Selected passage
----

Sunday, August 30, 2015

a glimpse of rest

I had the privilege of hearing a great sermon about the importance of taking a sabbath this evening. Mark talked about how the moments of rest are an integral part of the creative process: In Genesis, the seventh day is one of the days of creation, not an extra day after a six-day creation was complete. In music, it is the rests that shape the phrases and create beauty rather than cacophony.

In the breakneck pace of twenty-first century American life, and especially the diffused nature of academic work, it's sometimes hard to imagine what sabbath rest looks like. For me, it looks like this:

dissertation shelfie
That, dear readers, is all the books and articles related to my dissertation on the shelf, which really only happens on sabbath.

Most days, they look more like this:

piles like this populate floor near my desk
Over the course of the working week, the piles around my desk multiply and grow precariously taller.

When I'm done working on Saturday, I save and close my working dissertation file and minimize the browser window with related websites. My teaching materials find their way into my backpack, and the sea of books and articles surrounding my desk return to their shelves.

And then I rest.




Thursday, August 13, 2015

the framing is the hardest part *

This is my rock and shell collection, and I love it.**

I love it so much, I brought it with me all the way from Rambling Farmhouse in the car, in the bottom of a round laundry basket, with only soft things packed on top.

I am happy just to look at them. Occasionally, I turn some over or bring new things to the top.

Some of these rocks and shells have been with me since childhood when I gathered them on Long Island's south shore. Some have crossed oceans in my backpack from Lake Baikal, from Paris, from São Paolo. Some have been gifts from other people's travels.

My grandmother thinks a rock collection is ridiculous. She has lots of reasons: they all look pretty much the same when they're dry, they don't say where they're from, there are too many for me  to remember acquiring each of them.

And she's right. The origins of most of these are now a mystery, and the overwhelming colors are greys and tans.

----

Entries provided
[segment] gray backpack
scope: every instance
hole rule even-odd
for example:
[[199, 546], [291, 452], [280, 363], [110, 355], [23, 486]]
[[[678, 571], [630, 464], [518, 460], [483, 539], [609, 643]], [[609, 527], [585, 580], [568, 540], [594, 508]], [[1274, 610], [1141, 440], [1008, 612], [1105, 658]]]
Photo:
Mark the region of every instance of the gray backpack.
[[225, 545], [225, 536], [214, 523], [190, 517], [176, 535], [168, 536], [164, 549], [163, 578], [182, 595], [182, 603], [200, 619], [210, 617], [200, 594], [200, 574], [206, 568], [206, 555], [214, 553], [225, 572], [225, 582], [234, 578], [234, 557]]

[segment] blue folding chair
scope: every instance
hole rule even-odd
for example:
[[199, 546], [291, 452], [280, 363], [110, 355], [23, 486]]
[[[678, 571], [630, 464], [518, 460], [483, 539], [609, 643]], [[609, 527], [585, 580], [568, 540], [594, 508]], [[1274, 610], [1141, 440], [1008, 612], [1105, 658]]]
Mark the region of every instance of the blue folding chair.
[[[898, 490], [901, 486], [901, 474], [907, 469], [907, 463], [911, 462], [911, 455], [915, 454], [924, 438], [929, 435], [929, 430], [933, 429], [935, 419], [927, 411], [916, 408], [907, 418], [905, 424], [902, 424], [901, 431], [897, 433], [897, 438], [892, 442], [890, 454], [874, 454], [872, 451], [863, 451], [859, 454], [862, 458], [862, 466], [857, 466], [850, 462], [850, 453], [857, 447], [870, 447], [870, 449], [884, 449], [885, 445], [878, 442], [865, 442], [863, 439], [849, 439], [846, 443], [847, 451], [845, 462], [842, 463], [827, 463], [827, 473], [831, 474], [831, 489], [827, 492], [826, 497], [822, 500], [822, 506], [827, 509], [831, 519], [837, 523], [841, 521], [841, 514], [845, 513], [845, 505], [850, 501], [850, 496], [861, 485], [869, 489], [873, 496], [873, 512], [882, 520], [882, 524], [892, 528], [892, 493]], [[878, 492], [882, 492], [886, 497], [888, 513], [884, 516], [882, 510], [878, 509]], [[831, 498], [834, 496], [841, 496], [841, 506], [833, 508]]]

----

Exercise requirements
[1] Copy, word for word, the stretch of the blog text on sabbath rest and a rock collection from "a glimpse of" through "rather than cacophony.".
[2] Write the next part of the blog text on sabbath rest and a rock collection, picking up after its last sentence.

Per-task outputs
[1]
a glimpse of rest

I had the privilege of hearing a great sermon about the importance of taking a sabbath this evening. Mark talked about how the moments of rest are an integral part of the creative process: In Genesis, the seventh day is one of the days of creation, not an extra day after a six-day creation was complete. In music, it is the rests that shape the phrases and create beauty rather than cacophony.

[2]
She's also wrong. In the aggregate, my rocks and shells are my travels. They are pieces of my world, the places I've visited and the places I've lived, and it doesn't matter that I can't tell you their individual origins.

They are beautiful to me just as they are because when I look at this basket, I see the world as I have known it.

My choice to keep these rocks and shells piled on top of each other in a basket on a shelf, however, means that other people, like my grandmother, see just a pile of random rocks and shells gathering dust.

Sometimes I think about framing some or all of the collection. Like this:

Photo Credit: http://www.completely-coastal.com/2012/05/wall-of-beach-and-sea-memories-in.html
And then I start thinking about all the decisions: how to group them, how to organize each group, what kind of frames, glass or no glass, how to mount them, permanently or not, where to hang the frames. And the basket of no decisions starts to look better and better, and I just...don't.

In a fit of pique this week I realized that my dissertation is exactly like my rock and shell collection.

I have gathered 138 pages (double-spaced! Times New Roman! 12 pt font!) of beautiful ideas. Ideas about the role of narrative in society. Ideas about why we tell some stories and not others. Ideas about how narrative changes. Ideas about faith and science and fairy tales.

Ideas with very little connection to one another.

They're not quite as random as my basket of rocks and shells, of course, because they're loosely grouped into chapters by topic. And truly, the grouping and the ordering makes sense in my head.

It's articulating the connections and guiding the reader through my thought process that I'm struggling with.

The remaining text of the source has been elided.